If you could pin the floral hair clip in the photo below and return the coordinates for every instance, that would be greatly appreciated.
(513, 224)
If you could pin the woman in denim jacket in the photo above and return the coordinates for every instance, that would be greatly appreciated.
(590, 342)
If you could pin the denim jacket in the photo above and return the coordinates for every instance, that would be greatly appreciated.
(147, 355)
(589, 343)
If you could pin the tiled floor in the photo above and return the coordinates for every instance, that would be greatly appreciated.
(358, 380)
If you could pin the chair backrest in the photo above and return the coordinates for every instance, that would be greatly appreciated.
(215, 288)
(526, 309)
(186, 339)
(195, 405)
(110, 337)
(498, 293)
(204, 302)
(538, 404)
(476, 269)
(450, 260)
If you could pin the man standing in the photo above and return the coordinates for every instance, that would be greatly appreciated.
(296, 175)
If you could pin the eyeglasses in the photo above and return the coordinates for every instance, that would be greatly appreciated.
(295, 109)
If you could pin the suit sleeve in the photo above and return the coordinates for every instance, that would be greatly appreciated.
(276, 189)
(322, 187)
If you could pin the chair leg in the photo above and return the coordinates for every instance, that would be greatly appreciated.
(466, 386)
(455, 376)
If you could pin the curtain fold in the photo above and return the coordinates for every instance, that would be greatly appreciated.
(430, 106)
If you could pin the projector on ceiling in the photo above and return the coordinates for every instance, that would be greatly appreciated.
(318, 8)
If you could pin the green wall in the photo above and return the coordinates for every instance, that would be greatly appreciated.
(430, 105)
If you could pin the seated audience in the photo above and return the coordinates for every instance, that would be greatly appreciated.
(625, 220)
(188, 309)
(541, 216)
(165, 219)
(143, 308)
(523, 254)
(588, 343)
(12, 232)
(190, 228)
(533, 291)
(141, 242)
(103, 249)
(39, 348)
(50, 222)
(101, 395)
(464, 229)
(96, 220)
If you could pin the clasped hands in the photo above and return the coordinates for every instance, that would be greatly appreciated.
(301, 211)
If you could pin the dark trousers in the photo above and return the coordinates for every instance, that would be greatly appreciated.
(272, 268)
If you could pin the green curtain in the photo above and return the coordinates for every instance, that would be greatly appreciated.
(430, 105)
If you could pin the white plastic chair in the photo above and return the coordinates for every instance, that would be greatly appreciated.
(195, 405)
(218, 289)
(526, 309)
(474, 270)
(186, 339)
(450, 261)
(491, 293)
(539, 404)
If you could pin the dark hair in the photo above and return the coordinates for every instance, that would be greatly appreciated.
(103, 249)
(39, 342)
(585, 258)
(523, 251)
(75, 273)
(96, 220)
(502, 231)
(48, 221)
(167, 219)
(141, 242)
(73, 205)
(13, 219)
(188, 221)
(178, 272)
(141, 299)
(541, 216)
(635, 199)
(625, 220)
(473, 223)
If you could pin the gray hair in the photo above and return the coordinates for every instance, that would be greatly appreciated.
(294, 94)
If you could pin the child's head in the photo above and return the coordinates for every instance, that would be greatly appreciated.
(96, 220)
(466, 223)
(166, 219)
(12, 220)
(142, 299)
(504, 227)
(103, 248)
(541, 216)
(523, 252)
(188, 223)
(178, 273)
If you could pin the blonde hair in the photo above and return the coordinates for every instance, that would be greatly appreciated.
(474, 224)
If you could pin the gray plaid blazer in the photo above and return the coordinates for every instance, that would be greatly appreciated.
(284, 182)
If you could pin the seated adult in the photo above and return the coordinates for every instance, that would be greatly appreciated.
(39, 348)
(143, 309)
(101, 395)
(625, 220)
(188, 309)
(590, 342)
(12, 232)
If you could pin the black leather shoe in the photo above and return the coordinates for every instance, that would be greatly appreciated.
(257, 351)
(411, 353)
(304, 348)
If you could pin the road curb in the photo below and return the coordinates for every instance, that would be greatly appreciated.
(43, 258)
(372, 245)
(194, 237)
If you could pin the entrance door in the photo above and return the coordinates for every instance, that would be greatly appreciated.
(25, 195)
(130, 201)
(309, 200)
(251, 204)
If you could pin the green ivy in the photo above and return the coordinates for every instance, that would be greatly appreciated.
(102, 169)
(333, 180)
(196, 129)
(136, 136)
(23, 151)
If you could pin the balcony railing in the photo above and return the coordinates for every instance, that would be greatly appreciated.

-=-=-

→ Task instructions
Set all of the records down again, exactly as they stand.

→ Solved problem
If you could pin the floral hair clip in the photo below and return the coordinates for every instance, that would be greatly appreciated.
(513, 224)
If you could pin the woman in denim jacket in the photo above and return the coordinates for every instance, that would be greatly appreciated.
(590, 342)
If you could pin the denim jacket in the photo above and return the coordinates for every instance, that would be greatly appreciated.
(147, 355)
(589, 343)
If you could pin the tiled floor in the photo above and return the coordinates for every instance, that would be greatly appreciated.
(358, 380)
If you could pin the chair backrest in the photo above and return the coordinates for every instance, that would be greatly appreciated.
(215, 288)
(526, 309)
(186, 339)
(195, 405)
(110, 337)
(498, 293)
(204, 302)
(538, 404)
(476, 269)
(450, 260)
If you could pin the man standing in the photo above and return the coordinates for every instance, that would be greatly appreciated.
(296, 175)
If you could pin the eyeglasses in the photo above and return the coordinates for every instance, that would be greatly appreciated.
(295, 109)
If you could pin the suit sleeve in the photo above and return the coordinates for every instance, that would be greatly appreciated.
(276, 189)
(322, 187)
If you could pin the chair leg in the photo above and return the coordinates for every instance, that would be greatly appreciated.
(466, 386)
(455, 376)
If you could pin the curtain fold in the photo above and return the coordinates for every instance, that would be greatly appreciated.
(430, 106)
If you could pin the projector on ceiling in the photo above and return the coordinates for every instance, that would be greatly appreciated.
(318, 8)
If you could pin the green wall in the photo above and return the coordinates for every instance, that would be greatly appreciated.
(430, 105)
If you could pin the seated audience in the photo above and return the coordinates for every instance, that would be greatly appreciated.
(625, 220)
(188, 309)
(541, 216)
(165, 219)
(143, 308)
(523, 254)
(588, 343)
(12, 232)
(190, 228)
(533, 291)
(141, 242)
(103, 249)
(39, 348)
(50, 222)
(101, 395)
(464, 229)
(96, 220)
If you could pin the clasped hands in the photo above and return the coordinates for every instance, that would be greatly appreciated.
(301, 211)
If you could pin the dark trousers in the photo above and return the coordinates for every instance, that would be greatly appreciated.
(272, 268)
If you could pin the green curtain in the photo above and return the coordinates for every instance, that would be greatly appreciated.
(430, 105)
If you could pin the white plastic chair in the photo above and return the coordinates for every instance, that would be greatly appreciated.
(195, 405)
(218, 289)
(526, 309)
(474, 270)
(186, 339)
(450, 261)
(491, 293)
(539, 404)
If you could pin the dark hair in the photo above and return the coordinates for every instance, that would be greatly appreciated.
(103, 249)
(39, 342)
(585, 258)
(523, 251)
(75, 273)
(96, 220)
(502, 231)
(48, 221)
(167, 219)
(141, 242)
(73, 205)
(13, 219)
(188, 221)
(178, 272)
(141, 299)
(541, 216)
(635, 199)
(625, 220)
(473, 223)
If you could pin the gray hair in the photo above and return the coordinates for every instance, that would be greatly appreciated.
(294, 94)
If you could pin the child's head in the photo above and return the coordinates for every instance, that would be greatly appreciated.
(96, 220)
(466, 223)
(166, 219)
(12, 220)
(142, 299)
(504, 227)
(103, 248)
(541, 216)
(523, 252)
(188, 223)
(178, 273)
If you could pin the blonde hair in the photo above and return the coordinates for every instance, that would be greatly appreciated.
(474, 224)
If you could pin the gray plaid blazer in the photo above and return the coordinates for every instance, that would be greatly appreciated.
(284, 182)
If you could pin the seated adult in the photo above and return the coordinates for every instance, that would be greatly appreciated.
(39, 348)
(143, 309)
(101, 395)
(625, 220)
(188, 309)
(590, 342)
(12, 232)
If you could pin the black leather shoe in the photo above and return the coordinates for every instance, that would be greatly appreciated.
(257, 351)
(411, 353)
(304, 348)
If you could pin the road curb in the photo below and return the coordinates for every instance, that would be greatly appreciated.
(43, 258)
(372, 245)
(194, 237)
If you could pin the entrance door in the photo above and return the coordinates for every instance, that would be greatly appreciated.
(25, 195)
(130, 201)
(309, 200)
(251, 204)
If you could pin the green ivy in the photo above and return the coordinates for every instance, that would be greatly appreciated.
(102, 169)
(333, 180)
(196, 129)
(136, 136)
(23, 151)
If you could pin the balcony railing in the photo above and return the coordinates for every instance, that would be greatly appreciated.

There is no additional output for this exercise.